• Provided text:
>> BEGIN

FIGS. 6A-6C show exemplary interfaces for execution 280 of results. FIG. 6A shows one exemplary dashboard display 281. The dashboard shown includes three presentation options: (i) vendor risk index, (ii) vendor average invoice amount vs risk index, and (iii) vendor risk index by US counties. Other presentation options may also be used. ‘Vendor risk index by US counties’ is the specific presentation option shown in FIG. 6A. The continental United States is presented divided into counties. A colored heating gradient, numerically explained in a key 282 to the bottom left of the screen, provides a scale by which individual counties can be viewed and compared against other counties according to a vendor's average risk index according to the county in which a transaction is legally documented as taking place.

FIG. 6B shows an exemplary Fraud Analytics interface 285 titled as a “Vendor Risk Report”. A user is provided the ability to filter procurement transactions according to individual states within the United States. As shown, Maine has been selected. A user (in this case a buyer employee) is presented with a tabulated listing of vendors, together with values for average invoice amount, profile risk score, invoice risk score, perception risk score, and a total risk score. This is one example, and other values and results of the analysis/analytics 230 may be used together or as alternatives to those shown in FIG. 6B.

>> END

• Set task A:
Identify every line in the rows below that contains the string "valley". Case counts, so match only that exact capitalization.

• Input for this task:
>> BEGIN

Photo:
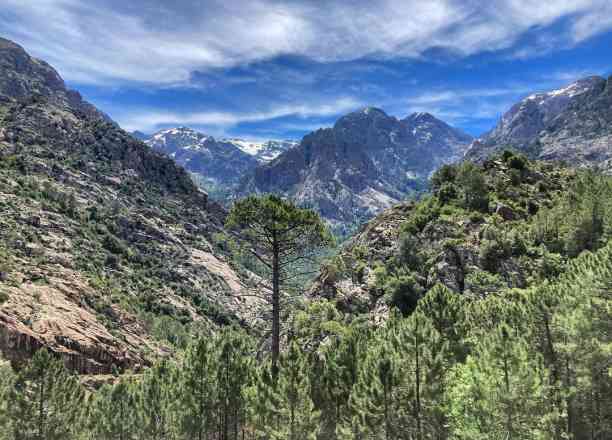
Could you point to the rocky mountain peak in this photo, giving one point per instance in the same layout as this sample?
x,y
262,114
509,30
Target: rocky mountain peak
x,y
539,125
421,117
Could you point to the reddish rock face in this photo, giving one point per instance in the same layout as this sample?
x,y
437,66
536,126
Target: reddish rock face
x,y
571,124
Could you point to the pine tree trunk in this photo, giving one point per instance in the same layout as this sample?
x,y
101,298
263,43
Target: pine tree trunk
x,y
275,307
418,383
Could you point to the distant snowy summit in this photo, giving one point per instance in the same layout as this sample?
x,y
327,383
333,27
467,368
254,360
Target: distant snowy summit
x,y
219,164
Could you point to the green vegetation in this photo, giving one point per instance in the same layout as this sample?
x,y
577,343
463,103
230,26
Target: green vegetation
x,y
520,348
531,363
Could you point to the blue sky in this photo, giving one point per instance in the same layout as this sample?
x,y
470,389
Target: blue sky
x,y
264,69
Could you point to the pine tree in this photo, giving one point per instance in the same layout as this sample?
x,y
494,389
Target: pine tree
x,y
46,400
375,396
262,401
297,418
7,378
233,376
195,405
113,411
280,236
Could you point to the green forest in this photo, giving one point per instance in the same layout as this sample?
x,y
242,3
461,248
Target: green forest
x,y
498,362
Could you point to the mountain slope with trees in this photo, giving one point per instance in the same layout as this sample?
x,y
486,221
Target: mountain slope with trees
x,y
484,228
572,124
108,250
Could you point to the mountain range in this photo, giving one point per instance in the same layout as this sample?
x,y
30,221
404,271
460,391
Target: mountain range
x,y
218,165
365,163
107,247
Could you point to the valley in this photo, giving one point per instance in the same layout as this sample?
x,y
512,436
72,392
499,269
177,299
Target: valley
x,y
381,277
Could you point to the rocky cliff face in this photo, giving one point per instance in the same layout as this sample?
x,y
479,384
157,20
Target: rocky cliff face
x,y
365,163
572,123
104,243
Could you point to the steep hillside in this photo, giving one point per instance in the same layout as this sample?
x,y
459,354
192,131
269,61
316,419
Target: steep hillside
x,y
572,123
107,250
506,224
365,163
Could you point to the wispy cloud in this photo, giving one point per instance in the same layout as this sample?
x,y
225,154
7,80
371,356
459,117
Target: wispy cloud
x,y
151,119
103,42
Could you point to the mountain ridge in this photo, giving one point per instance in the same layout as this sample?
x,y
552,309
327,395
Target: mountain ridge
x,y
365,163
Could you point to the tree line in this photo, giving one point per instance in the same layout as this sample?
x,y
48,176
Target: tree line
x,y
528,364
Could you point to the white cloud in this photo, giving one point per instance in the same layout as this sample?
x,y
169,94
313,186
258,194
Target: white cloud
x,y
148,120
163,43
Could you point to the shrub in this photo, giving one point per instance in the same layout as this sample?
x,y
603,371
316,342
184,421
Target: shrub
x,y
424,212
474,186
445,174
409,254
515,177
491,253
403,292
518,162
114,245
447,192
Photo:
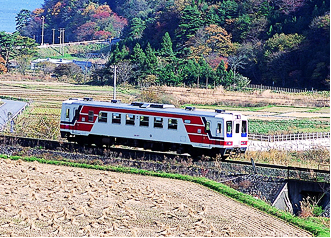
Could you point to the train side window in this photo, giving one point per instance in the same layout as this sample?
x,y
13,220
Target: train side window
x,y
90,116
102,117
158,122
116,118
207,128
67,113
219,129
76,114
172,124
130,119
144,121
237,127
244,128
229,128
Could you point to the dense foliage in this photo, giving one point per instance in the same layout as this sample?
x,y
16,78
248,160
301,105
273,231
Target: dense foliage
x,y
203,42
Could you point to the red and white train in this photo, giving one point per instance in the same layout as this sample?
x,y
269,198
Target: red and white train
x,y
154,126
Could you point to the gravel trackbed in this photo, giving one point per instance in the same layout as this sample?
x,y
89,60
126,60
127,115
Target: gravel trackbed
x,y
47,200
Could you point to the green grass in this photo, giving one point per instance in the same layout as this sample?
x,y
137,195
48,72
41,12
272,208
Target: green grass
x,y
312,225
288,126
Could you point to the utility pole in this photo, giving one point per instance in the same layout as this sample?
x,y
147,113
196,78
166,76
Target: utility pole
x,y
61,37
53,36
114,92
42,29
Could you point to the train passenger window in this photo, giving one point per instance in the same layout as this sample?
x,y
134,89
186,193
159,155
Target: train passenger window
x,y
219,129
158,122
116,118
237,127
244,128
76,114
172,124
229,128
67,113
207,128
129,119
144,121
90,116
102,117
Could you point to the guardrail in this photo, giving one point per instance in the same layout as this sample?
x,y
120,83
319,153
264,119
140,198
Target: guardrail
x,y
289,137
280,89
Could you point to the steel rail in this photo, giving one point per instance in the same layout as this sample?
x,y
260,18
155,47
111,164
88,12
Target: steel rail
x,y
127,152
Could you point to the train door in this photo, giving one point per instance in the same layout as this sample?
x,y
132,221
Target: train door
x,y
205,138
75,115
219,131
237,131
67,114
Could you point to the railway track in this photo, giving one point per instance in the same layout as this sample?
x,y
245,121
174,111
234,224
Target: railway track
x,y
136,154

>> END

• Set task B:
In the fraud analytics excerpt above, which state is shown selected in the Vendor Risk Report interface?

• Finished answer A:
Could you point to the valley in this photo, giving one point per instance in the same layout as this sample?
Target: valley

• Finished answer B:
Maine